Objective >> Take the line that contains "can opening in" as the first line and the final line of the records as the last; return exactly those lines and the lines between.

Provided records >>
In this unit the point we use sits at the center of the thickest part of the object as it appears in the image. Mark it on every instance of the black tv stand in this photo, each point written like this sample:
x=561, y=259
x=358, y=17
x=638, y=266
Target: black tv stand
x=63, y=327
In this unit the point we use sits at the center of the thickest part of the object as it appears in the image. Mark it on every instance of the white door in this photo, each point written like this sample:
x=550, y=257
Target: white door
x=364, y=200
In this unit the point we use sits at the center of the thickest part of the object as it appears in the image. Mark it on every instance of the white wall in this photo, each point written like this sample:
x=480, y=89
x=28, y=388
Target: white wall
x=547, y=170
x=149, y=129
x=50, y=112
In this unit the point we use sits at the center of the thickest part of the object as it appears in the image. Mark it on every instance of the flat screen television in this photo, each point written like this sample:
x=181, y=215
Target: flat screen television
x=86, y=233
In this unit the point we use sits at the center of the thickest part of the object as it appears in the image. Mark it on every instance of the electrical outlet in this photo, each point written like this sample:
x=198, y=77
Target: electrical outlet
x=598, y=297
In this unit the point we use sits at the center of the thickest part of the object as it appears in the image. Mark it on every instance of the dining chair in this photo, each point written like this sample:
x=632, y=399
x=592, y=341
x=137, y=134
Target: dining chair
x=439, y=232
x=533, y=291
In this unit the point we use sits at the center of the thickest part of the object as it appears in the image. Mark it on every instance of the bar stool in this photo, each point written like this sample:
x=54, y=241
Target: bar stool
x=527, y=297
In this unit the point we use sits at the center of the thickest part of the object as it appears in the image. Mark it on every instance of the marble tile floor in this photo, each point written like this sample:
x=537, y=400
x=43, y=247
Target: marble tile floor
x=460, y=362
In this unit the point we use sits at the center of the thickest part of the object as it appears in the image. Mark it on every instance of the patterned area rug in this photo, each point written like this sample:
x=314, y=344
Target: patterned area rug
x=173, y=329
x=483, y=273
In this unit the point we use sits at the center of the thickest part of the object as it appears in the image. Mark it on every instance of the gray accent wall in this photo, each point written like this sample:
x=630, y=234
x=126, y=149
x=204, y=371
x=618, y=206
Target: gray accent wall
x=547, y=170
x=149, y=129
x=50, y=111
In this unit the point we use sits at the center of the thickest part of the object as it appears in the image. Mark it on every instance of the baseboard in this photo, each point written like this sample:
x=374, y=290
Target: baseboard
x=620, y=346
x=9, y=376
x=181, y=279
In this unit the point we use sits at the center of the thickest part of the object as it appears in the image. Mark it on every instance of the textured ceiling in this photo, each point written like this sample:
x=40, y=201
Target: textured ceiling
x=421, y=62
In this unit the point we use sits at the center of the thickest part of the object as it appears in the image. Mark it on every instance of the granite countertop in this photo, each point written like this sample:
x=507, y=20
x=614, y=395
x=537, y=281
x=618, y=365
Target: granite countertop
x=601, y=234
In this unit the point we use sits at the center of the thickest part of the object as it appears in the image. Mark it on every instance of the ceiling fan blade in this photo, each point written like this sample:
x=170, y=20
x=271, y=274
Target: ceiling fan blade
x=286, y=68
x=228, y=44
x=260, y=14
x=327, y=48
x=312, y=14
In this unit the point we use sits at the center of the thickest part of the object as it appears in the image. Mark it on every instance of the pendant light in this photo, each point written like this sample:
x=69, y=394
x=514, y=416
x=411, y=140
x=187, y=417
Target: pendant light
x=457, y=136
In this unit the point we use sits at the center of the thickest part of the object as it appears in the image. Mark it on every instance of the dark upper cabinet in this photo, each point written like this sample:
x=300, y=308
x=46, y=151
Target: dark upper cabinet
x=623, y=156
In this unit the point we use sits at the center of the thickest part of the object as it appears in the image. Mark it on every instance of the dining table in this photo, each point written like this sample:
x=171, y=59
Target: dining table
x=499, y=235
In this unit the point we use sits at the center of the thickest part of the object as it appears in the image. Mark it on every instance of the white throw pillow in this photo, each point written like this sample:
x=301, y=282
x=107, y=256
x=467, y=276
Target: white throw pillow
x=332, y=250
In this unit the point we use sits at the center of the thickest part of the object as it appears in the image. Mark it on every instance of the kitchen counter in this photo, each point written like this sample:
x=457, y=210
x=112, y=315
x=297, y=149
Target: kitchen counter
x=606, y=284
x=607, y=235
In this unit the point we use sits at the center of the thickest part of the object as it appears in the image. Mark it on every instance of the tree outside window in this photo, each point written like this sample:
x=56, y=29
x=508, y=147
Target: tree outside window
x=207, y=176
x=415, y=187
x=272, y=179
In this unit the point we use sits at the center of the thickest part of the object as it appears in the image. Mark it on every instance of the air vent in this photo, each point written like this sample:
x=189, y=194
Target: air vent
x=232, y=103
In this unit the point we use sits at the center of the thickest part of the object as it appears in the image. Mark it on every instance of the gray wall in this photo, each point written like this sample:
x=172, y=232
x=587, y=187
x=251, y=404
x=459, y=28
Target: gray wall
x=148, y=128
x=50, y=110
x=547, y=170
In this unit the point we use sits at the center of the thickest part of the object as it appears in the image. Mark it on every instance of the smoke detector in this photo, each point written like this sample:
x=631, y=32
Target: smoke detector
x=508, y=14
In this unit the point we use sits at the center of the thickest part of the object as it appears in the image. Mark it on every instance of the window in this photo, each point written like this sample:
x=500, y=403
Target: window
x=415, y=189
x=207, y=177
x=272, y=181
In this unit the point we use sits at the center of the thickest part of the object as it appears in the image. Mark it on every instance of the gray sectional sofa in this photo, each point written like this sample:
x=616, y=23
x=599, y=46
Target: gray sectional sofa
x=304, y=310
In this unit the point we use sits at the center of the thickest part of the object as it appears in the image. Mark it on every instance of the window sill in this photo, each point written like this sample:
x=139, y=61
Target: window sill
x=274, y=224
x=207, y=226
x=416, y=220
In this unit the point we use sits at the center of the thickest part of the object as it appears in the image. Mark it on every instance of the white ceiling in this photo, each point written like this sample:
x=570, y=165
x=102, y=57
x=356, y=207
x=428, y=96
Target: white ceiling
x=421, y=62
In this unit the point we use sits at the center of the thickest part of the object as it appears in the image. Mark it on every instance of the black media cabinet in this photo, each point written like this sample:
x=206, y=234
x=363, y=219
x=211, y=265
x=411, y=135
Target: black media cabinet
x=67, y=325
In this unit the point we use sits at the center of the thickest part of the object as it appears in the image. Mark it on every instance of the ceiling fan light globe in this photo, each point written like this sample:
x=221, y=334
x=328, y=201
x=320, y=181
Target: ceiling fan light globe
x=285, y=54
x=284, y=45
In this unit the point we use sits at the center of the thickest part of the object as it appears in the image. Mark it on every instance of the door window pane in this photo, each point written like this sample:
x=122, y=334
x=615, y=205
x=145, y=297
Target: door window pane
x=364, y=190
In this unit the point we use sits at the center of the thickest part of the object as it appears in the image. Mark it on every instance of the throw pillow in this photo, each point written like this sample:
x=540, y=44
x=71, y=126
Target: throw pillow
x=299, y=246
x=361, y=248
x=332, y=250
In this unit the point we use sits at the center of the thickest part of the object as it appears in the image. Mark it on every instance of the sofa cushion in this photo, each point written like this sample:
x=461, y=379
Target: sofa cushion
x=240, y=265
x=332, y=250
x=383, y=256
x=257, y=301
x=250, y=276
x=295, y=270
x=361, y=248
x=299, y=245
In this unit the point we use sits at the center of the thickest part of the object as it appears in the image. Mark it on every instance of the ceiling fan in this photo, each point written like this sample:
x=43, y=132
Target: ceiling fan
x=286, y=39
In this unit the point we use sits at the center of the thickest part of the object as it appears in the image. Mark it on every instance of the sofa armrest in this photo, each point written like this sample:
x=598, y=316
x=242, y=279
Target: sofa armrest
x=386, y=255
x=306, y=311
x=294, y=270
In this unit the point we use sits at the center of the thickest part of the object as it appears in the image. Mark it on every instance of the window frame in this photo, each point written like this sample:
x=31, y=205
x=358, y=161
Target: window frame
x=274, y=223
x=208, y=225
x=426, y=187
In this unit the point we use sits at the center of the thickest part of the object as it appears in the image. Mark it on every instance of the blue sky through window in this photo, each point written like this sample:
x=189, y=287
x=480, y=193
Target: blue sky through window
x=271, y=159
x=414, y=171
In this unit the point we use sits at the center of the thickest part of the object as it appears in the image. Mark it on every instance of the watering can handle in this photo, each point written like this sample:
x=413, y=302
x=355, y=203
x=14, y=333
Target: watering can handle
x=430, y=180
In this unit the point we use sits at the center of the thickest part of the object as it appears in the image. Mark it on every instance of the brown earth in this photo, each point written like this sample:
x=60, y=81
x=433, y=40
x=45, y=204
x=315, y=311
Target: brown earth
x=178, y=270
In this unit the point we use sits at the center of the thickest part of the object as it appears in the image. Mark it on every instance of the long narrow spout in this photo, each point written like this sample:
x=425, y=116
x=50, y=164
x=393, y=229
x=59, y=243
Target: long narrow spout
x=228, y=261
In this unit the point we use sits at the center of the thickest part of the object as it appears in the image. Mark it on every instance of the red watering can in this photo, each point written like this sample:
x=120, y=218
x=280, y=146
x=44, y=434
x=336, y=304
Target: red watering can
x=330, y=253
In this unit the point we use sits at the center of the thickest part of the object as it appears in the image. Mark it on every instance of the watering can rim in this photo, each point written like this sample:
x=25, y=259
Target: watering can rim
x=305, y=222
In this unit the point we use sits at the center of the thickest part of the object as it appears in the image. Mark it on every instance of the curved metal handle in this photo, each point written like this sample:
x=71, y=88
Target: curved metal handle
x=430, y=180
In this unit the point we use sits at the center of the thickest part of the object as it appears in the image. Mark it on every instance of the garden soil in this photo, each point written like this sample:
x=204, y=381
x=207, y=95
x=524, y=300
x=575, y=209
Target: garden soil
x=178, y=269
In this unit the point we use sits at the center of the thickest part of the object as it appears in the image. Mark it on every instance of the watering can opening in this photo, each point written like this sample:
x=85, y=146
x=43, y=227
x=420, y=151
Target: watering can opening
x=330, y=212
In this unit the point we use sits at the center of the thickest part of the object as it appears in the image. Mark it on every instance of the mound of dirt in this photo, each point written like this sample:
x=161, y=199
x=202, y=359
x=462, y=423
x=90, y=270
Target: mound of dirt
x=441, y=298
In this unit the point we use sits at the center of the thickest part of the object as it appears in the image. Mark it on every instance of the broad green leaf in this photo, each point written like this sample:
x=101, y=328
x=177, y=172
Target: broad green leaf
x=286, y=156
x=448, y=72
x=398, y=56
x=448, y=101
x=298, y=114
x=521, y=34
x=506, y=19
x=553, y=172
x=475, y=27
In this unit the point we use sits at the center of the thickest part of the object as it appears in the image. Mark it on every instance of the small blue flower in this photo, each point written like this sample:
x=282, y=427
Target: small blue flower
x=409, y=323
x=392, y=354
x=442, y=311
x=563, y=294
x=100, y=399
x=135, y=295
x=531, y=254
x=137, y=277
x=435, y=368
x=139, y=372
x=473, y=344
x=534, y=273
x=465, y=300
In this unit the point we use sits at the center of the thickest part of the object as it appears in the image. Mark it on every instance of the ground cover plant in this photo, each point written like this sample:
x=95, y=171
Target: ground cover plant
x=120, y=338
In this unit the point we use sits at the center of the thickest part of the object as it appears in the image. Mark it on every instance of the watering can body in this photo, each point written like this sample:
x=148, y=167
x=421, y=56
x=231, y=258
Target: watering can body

Expected output >>
In this unit the point we use sits at the center of the thickest part of the object as it appears in the image. Mark it on every instance of the watering can opening in this photo, each point written like this sample:
x=85, y=146
x=43, y=227
x=420, y=151
Target: watering can opening
x=330, y=212
In this unit the point we use sits at the center of the thickest part of the object as it appears in the image. Mark it on every instance of the mound of dirt in this photo, each point written like this sample:
x=161, y=199
x=202, y=359
x=462, y=423
x=90, y=270
Target: mound of dirt
x=441, y=298
In this unit the point we use sits at the center of the thickest part of the object as it appears in the image. Mark it on every instance of the broad green leaf in this photo, each point written like this sample:
x=101, y=328
x=177, y=172
Target: broad green leaf
x=286, y=156
x=448, y=72
x=398, y=56
x=448, y=101
x=298, y=114
x=521, y=34
x=506, y=19
x=553, y=172
x=475, y=27
In this unit the point we use sits at the center of the thickest part of the object as it appears in the image. Mark it on every instance of the small blue flower in this photo, each point written like this sample:
x=282, y=427
Target: small blue flower
x=409, y=323
x=392, y=354
x=442, y=311
x=563, y=294
x=100, y=399
x=135, y=295
x=531, y=254
x=137, y=277
x=435, y=368
x=139, y=372
x=473, y=344
x=534, y=273
x=465, y=300
In this unit the point we use sits at the center of the thickest part of the object as it appears in the image. Mark it on every instance of the ground cover plant in this photo, each point written like this sample:
x=95, y=171
Target: ground cover plant
x=120, y=338
In this unit the point we use sits at the center of the thickest part of the object as it appears in the image. Mark it on every instance of the watering can body in this photo, each point written like this sample:
x=148, y=167
x=421, y=56
x=231, y=258
Target: watering can body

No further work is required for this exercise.